_Given task_:
Count the lines below that contain the word "pink", treating uppercase and lowercase as different. Reply with only the number.

__________

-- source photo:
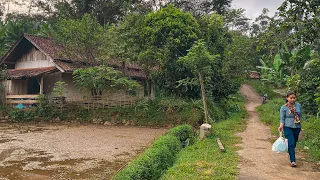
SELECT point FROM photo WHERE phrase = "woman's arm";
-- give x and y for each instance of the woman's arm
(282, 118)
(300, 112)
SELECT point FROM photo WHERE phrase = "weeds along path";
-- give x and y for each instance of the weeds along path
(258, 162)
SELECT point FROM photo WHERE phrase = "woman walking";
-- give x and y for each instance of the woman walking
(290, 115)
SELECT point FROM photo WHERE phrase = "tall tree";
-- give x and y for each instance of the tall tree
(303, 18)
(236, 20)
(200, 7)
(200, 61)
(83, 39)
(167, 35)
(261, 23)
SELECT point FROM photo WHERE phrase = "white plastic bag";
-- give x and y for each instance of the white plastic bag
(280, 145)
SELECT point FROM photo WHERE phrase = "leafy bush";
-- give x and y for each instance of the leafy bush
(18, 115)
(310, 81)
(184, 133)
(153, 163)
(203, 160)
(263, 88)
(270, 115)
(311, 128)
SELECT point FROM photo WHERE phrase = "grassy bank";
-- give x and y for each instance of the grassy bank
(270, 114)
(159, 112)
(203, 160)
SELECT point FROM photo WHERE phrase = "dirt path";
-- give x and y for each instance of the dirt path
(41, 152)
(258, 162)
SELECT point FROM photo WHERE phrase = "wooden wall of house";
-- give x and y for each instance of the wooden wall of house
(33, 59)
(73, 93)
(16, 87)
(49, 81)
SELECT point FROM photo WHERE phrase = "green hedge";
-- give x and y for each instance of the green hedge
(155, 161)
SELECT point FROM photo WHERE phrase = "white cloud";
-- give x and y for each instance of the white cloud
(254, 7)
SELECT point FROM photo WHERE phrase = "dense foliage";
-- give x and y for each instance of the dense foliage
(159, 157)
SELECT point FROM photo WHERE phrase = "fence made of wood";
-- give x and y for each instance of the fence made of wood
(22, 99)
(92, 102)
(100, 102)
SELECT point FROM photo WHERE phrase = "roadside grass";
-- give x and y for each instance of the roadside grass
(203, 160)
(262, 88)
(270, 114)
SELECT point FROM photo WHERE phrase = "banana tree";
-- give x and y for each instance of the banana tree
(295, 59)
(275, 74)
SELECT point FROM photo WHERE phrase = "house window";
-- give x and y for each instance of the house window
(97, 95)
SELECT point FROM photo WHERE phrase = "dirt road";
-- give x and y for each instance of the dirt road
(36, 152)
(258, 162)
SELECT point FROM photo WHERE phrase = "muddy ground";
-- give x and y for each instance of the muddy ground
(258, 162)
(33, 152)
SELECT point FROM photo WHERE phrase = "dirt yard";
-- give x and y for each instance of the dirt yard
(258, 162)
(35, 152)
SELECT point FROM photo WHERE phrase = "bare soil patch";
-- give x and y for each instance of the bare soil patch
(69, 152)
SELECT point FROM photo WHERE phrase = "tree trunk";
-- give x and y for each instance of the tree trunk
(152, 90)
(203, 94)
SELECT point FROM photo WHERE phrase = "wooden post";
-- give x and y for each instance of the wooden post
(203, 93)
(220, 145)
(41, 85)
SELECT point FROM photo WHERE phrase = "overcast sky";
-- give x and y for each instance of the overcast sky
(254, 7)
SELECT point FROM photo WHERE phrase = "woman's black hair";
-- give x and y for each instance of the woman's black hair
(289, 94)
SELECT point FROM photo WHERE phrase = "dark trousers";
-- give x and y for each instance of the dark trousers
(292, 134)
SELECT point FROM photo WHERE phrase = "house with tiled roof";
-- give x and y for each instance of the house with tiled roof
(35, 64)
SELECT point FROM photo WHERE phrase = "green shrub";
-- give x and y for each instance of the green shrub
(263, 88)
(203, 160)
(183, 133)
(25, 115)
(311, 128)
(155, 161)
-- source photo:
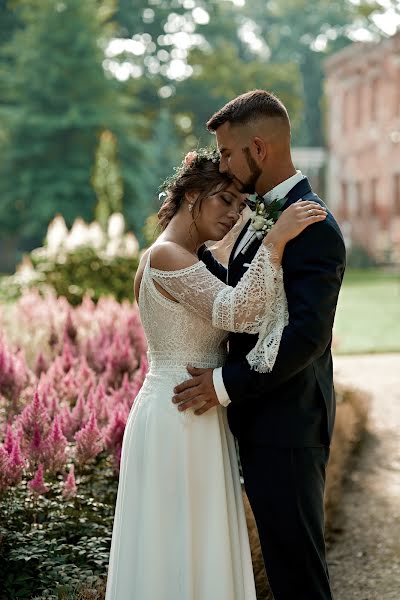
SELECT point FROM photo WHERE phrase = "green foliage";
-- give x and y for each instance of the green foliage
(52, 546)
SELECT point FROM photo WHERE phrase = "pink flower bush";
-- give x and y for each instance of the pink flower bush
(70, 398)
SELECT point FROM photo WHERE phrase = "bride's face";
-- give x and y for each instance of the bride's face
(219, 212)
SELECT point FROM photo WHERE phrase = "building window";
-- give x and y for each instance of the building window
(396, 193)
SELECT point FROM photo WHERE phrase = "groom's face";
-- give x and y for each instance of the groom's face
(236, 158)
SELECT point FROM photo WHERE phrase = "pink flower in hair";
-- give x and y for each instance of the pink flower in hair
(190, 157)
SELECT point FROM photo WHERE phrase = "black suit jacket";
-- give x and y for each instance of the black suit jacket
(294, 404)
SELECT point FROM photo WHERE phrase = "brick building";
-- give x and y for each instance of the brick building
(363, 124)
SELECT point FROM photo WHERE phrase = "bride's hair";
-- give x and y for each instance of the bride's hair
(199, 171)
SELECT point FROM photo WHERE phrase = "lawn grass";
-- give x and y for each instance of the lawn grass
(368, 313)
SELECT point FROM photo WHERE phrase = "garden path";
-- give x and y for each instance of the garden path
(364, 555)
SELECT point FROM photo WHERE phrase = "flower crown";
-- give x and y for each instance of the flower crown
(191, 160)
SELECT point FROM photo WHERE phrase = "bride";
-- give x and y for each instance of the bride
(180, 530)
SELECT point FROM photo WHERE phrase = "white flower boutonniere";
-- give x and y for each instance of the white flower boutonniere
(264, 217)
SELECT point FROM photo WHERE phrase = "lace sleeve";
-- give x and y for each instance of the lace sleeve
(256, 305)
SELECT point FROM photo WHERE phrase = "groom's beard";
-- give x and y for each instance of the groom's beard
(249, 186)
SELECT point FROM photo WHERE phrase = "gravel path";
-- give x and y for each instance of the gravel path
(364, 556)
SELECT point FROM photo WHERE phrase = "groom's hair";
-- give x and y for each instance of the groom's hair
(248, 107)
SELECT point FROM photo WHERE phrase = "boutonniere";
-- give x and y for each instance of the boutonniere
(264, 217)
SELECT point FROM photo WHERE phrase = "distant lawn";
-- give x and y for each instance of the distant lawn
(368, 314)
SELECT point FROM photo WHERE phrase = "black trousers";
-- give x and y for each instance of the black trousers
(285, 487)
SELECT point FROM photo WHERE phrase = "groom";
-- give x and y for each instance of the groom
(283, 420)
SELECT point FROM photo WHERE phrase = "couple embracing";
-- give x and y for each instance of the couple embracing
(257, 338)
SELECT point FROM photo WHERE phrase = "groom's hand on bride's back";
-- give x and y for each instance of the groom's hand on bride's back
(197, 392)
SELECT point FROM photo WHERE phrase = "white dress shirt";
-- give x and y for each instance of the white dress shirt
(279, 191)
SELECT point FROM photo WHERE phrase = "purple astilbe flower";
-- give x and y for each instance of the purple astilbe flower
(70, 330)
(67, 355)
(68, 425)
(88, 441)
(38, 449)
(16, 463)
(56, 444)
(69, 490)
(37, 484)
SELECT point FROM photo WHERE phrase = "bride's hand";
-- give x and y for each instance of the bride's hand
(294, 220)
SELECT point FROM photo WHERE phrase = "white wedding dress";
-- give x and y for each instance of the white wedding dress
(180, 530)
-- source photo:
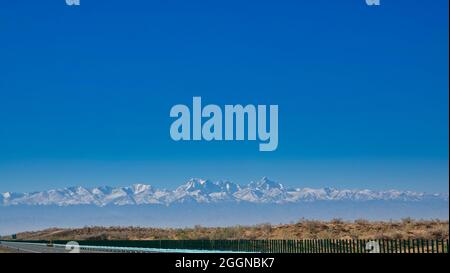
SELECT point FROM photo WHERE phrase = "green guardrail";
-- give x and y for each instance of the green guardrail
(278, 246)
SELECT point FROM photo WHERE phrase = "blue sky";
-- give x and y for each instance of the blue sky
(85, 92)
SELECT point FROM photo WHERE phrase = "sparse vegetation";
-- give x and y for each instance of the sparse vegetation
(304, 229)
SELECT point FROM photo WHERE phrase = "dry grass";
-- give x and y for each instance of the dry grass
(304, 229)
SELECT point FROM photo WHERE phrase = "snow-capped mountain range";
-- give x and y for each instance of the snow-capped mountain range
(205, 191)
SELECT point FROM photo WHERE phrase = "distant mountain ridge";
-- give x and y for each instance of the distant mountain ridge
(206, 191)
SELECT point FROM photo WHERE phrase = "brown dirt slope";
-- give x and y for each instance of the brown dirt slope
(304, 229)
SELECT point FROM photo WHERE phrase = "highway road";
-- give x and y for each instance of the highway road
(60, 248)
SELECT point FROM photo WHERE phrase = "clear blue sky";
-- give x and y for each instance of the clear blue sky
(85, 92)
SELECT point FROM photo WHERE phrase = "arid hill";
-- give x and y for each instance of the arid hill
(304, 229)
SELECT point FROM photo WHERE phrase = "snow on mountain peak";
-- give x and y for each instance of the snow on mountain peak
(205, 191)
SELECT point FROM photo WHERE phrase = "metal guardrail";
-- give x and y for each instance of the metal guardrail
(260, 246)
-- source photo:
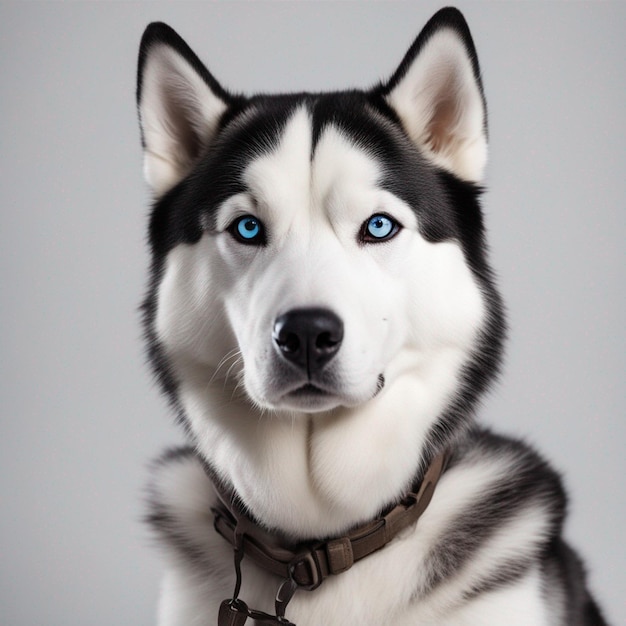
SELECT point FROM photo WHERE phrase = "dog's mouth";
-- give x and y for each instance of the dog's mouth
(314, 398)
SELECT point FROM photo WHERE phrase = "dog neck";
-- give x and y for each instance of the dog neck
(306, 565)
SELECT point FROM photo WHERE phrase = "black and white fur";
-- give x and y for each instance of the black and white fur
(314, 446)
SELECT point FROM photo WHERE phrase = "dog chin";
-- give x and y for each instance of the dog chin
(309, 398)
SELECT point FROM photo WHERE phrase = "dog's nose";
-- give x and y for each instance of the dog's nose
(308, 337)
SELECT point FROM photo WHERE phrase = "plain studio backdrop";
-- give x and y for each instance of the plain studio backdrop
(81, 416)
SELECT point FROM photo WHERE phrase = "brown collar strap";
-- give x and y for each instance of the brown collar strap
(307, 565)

__________

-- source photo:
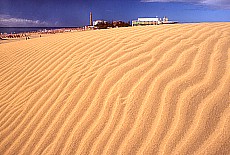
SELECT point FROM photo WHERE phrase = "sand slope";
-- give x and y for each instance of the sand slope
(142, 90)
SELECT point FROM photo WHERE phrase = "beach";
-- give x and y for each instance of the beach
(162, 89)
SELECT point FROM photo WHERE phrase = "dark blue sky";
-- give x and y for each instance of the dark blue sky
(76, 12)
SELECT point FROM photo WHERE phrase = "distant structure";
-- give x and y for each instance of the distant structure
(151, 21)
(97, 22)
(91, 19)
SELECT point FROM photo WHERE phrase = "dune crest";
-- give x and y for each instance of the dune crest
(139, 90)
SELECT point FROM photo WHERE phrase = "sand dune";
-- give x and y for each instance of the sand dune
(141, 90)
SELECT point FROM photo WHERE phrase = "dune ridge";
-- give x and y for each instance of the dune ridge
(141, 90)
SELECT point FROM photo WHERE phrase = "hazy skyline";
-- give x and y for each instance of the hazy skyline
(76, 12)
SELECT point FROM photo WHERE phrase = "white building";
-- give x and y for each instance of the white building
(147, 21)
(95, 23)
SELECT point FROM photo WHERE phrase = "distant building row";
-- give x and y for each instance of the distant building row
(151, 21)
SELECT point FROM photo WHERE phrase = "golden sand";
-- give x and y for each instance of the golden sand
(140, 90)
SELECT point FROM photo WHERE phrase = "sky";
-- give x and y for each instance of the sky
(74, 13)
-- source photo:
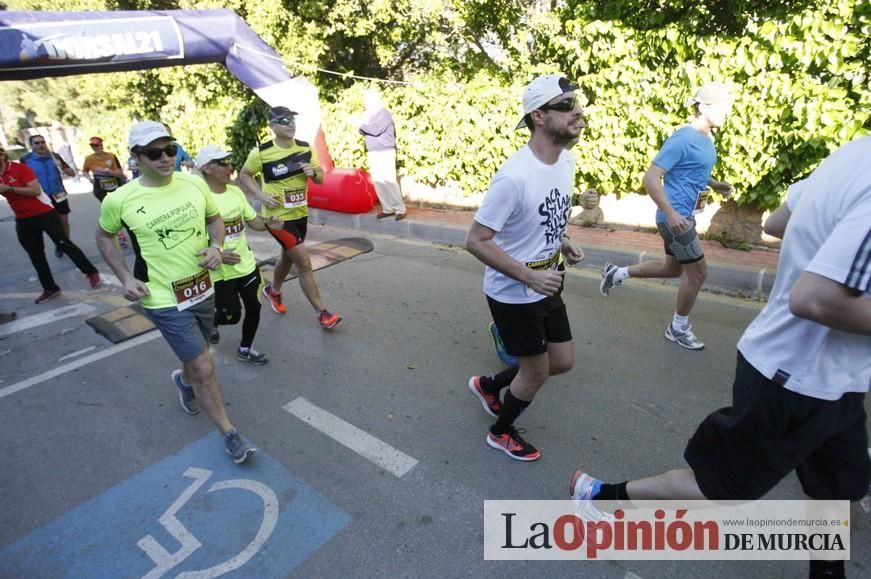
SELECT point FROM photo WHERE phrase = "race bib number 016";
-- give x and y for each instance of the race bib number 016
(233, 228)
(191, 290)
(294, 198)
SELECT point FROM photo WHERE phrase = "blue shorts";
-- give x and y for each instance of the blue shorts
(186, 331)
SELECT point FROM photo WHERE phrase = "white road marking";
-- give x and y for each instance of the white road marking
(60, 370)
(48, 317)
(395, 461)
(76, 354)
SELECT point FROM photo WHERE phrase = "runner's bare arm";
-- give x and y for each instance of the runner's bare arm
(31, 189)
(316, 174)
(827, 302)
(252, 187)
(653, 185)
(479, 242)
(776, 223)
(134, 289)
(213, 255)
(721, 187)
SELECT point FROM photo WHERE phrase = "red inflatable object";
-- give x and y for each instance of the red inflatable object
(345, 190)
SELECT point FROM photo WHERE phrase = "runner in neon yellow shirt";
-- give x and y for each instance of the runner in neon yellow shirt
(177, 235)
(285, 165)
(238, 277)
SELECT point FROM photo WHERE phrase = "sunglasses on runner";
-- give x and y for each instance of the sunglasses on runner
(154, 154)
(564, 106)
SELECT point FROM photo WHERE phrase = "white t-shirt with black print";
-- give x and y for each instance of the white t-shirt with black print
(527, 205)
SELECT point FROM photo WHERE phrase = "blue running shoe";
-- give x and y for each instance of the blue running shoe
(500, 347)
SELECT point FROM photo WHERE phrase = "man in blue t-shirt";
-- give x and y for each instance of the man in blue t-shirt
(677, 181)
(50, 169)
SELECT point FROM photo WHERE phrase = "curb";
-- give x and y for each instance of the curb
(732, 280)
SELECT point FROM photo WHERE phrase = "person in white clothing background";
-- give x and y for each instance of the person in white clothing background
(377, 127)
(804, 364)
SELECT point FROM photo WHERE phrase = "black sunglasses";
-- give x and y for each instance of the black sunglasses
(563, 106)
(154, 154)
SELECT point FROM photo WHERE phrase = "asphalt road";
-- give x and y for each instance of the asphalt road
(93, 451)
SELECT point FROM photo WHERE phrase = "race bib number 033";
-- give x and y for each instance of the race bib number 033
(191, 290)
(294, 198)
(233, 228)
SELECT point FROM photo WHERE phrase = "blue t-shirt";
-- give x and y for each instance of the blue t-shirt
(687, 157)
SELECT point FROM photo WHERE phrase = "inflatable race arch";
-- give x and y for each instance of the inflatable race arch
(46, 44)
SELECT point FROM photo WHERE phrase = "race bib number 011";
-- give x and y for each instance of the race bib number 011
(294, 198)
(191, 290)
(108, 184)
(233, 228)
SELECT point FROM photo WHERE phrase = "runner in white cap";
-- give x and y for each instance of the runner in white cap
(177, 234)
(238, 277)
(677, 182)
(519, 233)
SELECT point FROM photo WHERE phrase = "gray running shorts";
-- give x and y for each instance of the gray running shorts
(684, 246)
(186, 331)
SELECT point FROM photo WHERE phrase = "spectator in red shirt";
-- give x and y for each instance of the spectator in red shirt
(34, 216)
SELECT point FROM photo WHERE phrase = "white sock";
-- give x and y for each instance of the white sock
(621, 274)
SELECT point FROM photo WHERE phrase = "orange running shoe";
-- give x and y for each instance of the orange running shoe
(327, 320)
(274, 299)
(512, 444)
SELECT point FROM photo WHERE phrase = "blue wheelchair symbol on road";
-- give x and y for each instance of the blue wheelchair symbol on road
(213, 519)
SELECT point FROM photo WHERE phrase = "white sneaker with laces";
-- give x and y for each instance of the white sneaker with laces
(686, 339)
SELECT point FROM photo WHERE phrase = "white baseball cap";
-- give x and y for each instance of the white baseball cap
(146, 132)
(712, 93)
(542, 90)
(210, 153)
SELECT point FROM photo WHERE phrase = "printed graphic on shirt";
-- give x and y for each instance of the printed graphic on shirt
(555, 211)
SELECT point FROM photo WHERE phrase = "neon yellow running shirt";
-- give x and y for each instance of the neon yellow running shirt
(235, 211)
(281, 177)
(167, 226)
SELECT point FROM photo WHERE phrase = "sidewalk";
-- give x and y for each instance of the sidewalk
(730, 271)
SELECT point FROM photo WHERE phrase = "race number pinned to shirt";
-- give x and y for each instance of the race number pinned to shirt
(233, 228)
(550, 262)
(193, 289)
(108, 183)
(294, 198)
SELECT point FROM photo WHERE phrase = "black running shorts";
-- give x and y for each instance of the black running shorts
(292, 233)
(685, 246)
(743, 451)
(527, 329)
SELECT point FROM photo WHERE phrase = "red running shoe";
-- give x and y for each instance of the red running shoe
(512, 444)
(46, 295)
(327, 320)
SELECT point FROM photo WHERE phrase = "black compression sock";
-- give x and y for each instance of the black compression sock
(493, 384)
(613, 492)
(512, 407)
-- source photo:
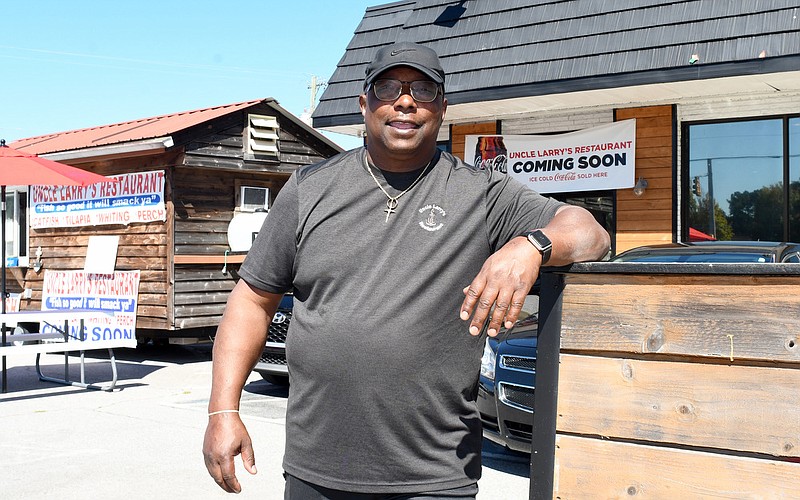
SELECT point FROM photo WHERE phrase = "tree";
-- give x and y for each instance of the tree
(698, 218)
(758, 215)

__________

_Correct response_:
4